▸ **EXCERPTED TEXT**:
- Olusosun landfill
- Interactive map of Olusosun landfill
- Coordinates: 6°35′40″N 3°22′41″E﻿ / ﻿6.5945255°N 3.3779600°E

Area
- • Total: 40 ha (100 acres)
- Time zone: West Africa standard Time
- Postal code: 101223

= Olusosun landfill =

Lagos dump site in Lagos state

The Olusosun nigerian dumpsite is a 40-hectare
dump in Lagos, Lagos State, Nigeria. It is the largest in Africa, and one of the largest in the world.
The site receives up to 10,000 tons of rubbish each day. Waste from around 500 container ships is also delivered to the site, adding a substantial portion of electronic waste. Some of this material is treated with chemicals to extract reusable products resulting in toxic fumes being released.

Around 500 homes exist at the site in shanty towns, occupied by residents who work at the dump scavenging for scrap to sell.

Olusosun landfill was once located on the outskirts of the populated area, however Lagos has, in recent years, undergone such massive expansion, that the site is now surrounded by commercial and residential areas.

== Location ==
The location of the landfill was on the outskirt of Lagos and was originally intended for wastes from individual and corporate sources.

▸ **Items listed in a dataset**:
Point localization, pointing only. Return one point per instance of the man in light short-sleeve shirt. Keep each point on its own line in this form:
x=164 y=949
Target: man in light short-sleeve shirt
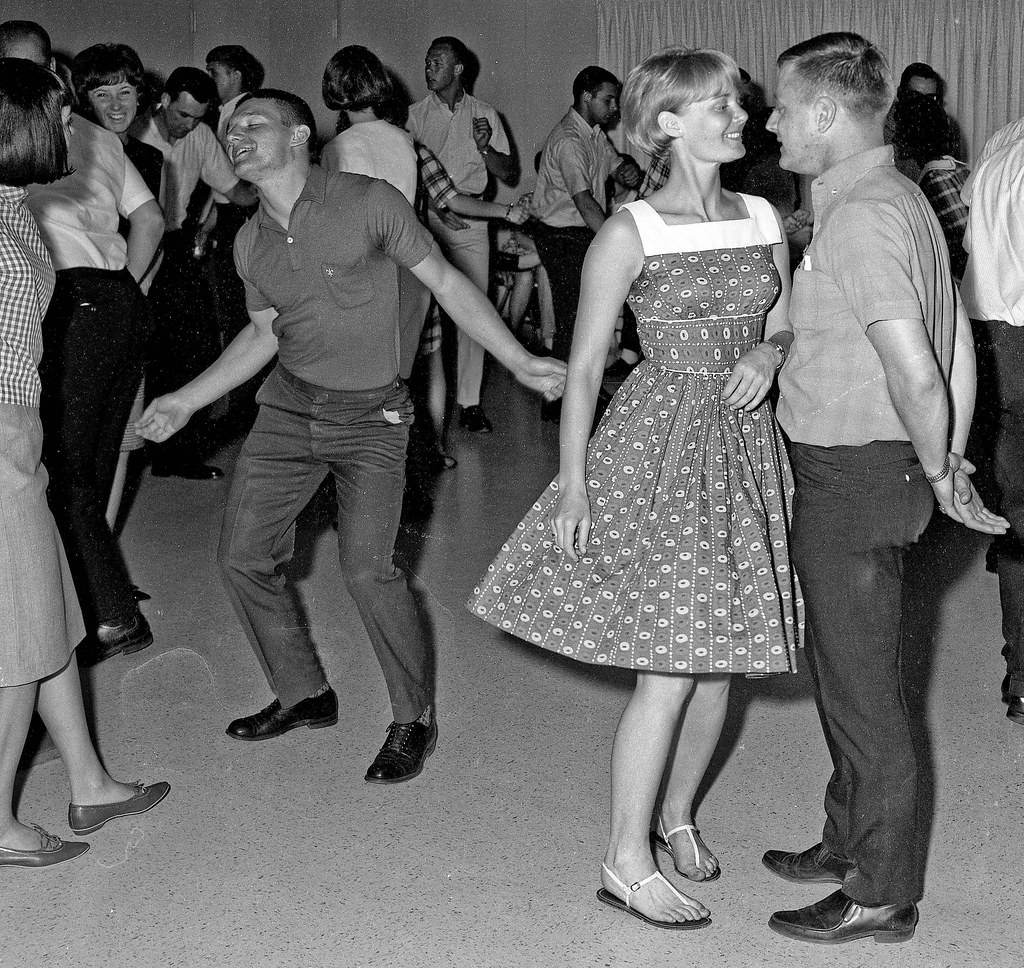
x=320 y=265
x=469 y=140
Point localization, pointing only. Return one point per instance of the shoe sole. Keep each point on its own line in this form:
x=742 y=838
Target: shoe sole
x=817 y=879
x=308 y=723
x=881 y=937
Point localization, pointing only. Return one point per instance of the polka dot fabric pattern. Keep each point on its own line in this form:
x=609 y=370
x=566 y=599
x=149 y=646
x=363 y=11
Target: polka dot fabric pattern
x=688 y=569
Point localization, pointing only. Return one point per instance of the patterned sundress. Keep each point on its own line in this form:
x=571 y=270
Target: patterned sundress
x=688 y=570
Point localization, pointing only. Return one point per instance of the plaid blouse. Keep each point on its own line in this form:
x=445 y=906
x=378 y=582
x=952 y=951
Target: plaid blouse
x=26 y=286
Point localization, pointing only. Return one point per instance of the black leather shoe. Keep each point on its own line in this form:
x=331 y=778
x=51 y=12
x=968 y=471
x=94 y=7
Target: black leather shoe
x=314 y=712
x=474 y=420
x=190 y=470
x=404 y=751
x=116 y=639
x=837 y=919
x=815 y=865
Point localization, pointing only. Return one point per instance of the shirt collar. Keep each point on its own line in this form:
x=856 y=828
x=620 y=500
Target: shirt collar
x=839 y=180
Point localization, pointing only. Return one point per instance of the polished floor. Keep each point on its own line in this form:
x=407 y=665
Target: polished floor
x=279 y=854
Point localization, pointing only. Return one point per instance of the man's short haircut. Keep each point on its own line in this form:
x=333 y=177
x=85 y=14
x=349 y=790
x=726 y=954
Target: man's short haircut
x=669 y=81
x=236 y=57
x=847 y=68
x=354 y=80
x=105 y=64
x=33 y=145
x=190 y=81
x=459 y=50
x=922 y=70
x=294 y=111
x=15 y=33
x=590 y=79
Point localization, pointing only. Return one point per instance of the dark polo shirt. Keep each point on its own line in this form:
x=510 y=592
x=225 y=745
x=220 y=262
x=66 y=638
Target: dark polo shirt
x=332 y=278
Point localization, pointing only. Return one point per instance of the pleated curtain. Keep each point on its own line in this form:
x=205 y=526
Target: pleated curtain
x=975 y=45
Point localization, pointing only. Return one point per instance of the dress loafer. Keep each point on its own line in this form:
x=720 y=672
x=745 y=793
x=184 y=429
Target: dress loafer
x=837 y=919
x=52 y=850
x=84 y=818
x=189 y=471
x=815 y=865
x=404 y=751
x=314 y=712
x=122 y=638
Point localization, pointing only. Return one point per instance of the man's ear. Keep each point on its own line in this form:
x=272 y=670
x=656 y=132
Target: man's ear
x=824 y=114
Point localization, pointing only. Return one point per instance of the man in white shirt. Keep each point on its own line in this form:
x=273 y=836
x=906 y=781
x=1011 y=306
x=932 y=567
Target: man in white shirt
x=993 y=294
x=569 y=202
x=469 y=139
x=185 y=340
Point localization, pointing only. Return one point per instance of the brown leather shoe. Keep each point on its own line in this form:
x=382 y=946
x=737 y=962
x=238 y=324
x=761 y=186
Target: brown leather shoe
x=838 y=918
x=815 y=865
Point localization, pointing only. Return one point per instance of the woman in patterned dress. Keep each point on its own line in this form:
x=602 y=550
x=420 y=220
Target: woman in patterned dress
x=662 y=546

▸ **AIM OF THE EXERCISE**: Copy word for word the passage of the Olusosun landfill text that runs from "Lagos dump site" up to and including "in the world.".

▸ **FINAL ANSWER**:
Lagos dump site in Lagos state

The Olusosun nigerian dumpsite is a 40-hectare
dump in Lagos, Lagos State, Nigeria. It is the largest in Africa, and one of the largest in the world.